Direction ->
Reproduce all of the following lines, requests included, multiplying every point coordinate in the answers by 0.45 and rounding each result to a whole number, with halves rounded up. Omit the pictures from your reproduction.
_ _ _ _
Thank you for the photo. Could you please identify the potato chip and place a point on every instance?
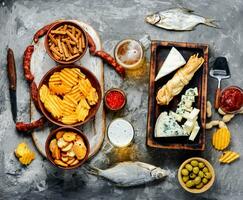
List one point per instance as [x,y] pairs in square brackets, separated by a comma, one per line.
[221,138]
[78,72]
[70,119]
[44,93]
[228,157]
[69,77]
[27,157]
[80,151]
[21,149]
[61,163]
[69,136]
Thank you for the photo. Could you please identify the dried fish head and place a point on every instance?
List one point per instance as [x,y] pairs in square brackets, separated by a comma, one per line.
[158,173]
[153,19]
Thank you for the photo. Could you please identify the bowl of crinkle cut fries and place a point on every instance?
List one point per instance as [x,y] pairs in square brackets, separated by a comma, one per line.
[67,147]
[69,95]
[66,42]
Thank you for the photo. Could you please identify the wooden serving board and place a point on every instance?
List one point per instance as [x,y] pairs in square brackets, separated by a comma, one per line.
[41,63]
[159,52]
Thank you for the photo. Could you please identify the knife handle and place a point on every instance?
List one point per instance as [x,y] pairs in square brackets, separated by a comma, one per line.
[11,69]
[217,98]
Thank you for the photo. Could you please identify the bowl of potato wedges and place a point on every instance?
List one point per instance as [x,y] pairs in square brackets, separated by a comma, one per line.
_ _ _ _
Exercise output ->
Thank you for the photo. Could you please identify the potato chip and place a point on every instance?
List one point per instance as [x,y] pairs in square brackets, separated by a comma, one per line.
[99,62]
[35,32]
[32,54]
[20,42]
[103,71]
[31,35]
[12,71]
[36,68]
[9,67]
[27,73]
[31,61]
Thank you for the photo. Could you please identify the dried fish head and place a point on every instance?
List one point per instance as [x,y] pairs in square brackets, separated by a comma, one per line.
[71,78]
[69,9]
Thank you for the photo. Could you please identify the bowl of crinkle cut fries and place a point on every instance?
List one point per instance as [x,y] pairs in square brackets, separated by a comma, one per line.
[30,66]
[31,43]
[30,19]
Thank you for the photo. Could you please identify the wooden serving board and place a point on every instance?
List one point per instance as [x,y] pairs in square brackets, separated by a comma, one per line.
[18,28]
[72,23]
Thank you for the photo. Could you please identify the knife handle and place a point on every instance?
List one point per instance as [x,y] pairs in square brackets, separated by a comma, one per line.
[5,31]
[98,44]
Thank you for the photo. Could you please identify the bowl of potato wedges and place a point on every instance?
List one point per instance as [x,y] pairs in square brackets, separated by a comma, one per line.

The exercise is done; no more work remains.